◆ Exercise requirements
• 1. In the Amsterdam blog post, why were the houses along the canal small and connected?
• 2. Rescale the records from the line containing "Using the photo shown above, find the coiled" through the end of the records, inclusive. Give those lines again, requests included, with every bounding box coordinate in the answers multiplied by 0.55 and rounded to whole numbers, halves rounded up.

Our trip to Amsterdam continued with our canal tour through the canals that gave us a stunning view of the buildings and the architecture. The tour took us under bridges and past the churches. The houses along the canal were small and connected because in the past, the population was extremely high and housing was needed to provide shelter for the people. On the houses hung striking flowers that complimented the natural colors of the houses.  We past the Anne Frank house, where the story of a young girl named Anne hid in a house to escape the Nazis and wrote a journal of her experiences. Along the banks of the canals were docked numerous floated houses where many residents of Amsterdam live. The houses were very small but most of them had gardens on the back of them! The canal tour was a great way to see the city from a different perspective and was very relaxing. The Dutch have so many things to be proud of between all of the monumental artifacts from the Anne Frank house to the long canals throughout the city. Some students and I are planning to go back to Amsterdam in the next few days to explore more of the city. Next on my agenda for Amsterdam is experiencing the Van Gough museum!”

 

 

A Student Blogs About Her Adventures in Amsterdam!

Ashby Brame, a student currently enrolled in the MBA program at ECU, explored Amsterdam and the Anne Frank Museum on July 1st, 2011. From her travels, she writes…

July 1st, 2011

“We cannot change what happened anymore. The only thing we can do is to learn from the past and to realize what discrimination and persecution of innocent people means. I believe that it’s everyone’s responsibility to fight prejudice.”

“So reads a memorable quote from Otto Frank, written on the display cases of the Anne Frank museum.  How fascinating to discover that much like the world has come to know Anne Frank through her diary, her Father also discovered the secret heart of his youngest child.  The displays at the museum say that he was amazed to discover the Anne he experienced through the pages of her diary as he read them after her death, in comparison to the Anne he had known as his child.   The museum in Amsterdam that we visited today is located next to, and is connected with, the original office building in which Anne and her family hid for so long during the Holocaust.  Along with preserving the historical aspect of the site, the museum is also dedicated to using Anne’s words and memory to remind us of the consequences that follow hatred and discrimination.

◆ Provided entries

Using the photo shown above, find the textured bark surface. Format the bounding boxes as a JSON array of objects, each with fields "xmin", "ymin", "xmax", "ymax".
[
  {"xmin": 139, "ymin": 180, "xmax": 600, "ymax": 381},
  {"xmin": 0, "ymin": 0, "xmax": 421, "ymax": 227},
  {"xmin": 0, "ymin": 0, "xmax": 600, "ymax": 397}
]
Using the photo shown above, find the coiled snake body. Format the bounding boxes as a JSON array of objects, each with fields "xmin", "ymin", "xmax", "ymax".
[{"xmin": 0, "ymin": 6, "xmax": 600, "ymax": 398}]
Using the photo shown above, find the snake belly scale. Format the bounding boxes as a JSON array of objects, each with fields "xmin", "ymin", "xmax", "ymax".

◆ Set of answers
• 1. Because the population was extremely high in the past and housing was needed to shelter the people.

• 2.
Using the photo shown above, find the coiled snake body. Format the bounding boxes as a JSON array of objects, each with fields "xmin", "ymin", "xmax", "ymax".
[{"xmin": 0, "ymin": 3, "xmax": 330, "ymax": 219}]
Using the photo shown above, find the snake belly scale. Format the bounding boxes as a JSON array of objects, each with fields "xmin", "ymin", "xmax", "ymax".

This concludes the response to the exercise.